» **The task**
No pictures go into the copy. Write out every line below exactly.
+ + + + + + +
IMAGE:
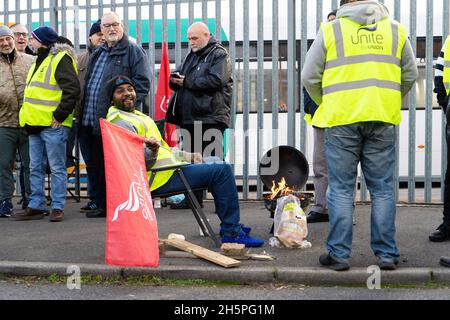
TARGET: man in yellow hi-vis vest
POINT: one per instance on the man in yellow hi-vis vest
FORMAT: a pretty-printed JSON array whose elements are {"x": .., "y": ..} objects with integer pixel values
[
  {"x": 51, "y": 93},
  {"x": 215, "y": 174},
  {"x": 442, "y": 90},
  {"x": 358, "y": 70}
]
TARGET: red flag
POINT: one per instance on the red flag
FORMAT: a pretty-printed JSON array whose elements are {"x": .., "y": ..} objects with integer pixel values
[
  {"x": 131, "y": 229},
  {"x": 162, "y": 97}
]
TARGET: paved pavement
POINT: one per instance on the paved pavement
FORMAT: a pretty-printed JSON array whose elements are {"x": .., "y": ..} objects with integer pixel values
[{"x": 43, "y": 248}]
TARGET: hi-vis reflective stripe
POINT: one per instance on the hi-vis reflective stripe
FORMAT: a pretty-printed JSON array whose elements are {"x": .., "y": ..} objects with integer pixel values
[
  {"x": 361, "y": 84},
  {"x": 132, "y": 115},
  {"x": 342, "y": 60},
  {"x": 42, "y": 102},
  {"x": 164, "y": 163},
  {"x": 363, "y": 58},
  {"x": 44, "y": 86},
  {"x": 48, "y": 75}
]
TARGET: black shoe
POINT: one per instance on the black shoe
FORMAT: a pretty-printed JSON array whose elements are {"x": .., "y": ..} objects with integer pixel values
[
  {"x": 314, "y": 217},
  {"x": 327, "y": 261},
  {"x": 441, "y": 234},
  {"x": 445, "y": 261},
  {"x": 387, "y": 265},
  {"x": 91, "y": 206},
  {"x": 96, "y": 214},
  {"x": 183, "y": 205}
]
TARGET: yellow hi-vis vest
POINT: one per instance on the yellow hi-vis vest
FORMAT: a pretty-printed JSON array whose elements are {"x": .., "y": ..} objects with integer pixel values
+ + + + + + +
» **Result of the exercise**
IMAGE:
TARGET: man in yellow hi-vis vest
POINT: one per instance on the man in yellow hi-vis vest
FORMAT: a pretty-printed JSON array whose elements are {"x": .., "y": ..} objects with integer pixel values
[
  {"x": 51, "y": 93},
  {"x": 215, "y": 174},
  {"x": 442, "y": 90},
  {"x": 358, "y": 70}
]
TARGET: red flag
POINT: one per instance on the red flag
FORMAT: a pretty-printed JSON array whose elements are {"x": .., "y": ..} objects with integer pixel values
[
  {"x": 131, "y": 229},
  {"x": 162, "y": 97}
]
TARGET: paved pavement
POINT: one per instance on the paved pavement
FORMAT: a pretty-printed JSON array whose elements are {"x": .., "y": ..} objects with integer pixel values
[{"x": 43, "y": 248}]
TARGET: hi-vis reflective stripe
POINT: one per instance on the hi-vis reflective stripe
FORMAT: a pretty-printed JSON array whose elements are {"x": .., "y": ..} objects with integer pixel values
[
  {"x": 361, "y": 84},
  {"x": 132, "y": 115},
  {"x": 342, "y": 60},
  {"x": 42, "y": 102},
  {"x": 164, "y": 163},
  {"x": 363, "y": 58},
  {"x": 44, "y": 86},
  {"x": 48, "y": 75}
]
TARGET: black shoe
POINT: one per instance on the black shoe
FORMAT: a pretty-printed JSON array whose elements are {"x": .., "y": ..} objects with integer pixel values
[
  {"x": 314, "y": 217},
  {"x": 327, "y": 261},
  {"x": 441, "y": 234},
  {"x": 445, "y": 261},
  {"x": 387, "y": 265},
  {"x": 91, "y": 206},
  {"x": 96, "y": 214},
  {"x": 183, "y": 205}
]
TARGET: yellow hi-vis vest
POINT: one per instance on the yellow hi-vis vest
FORMAT: a pretty-printed JSON array whose elements are {"x": .., "y": ..} objects with integer pixel values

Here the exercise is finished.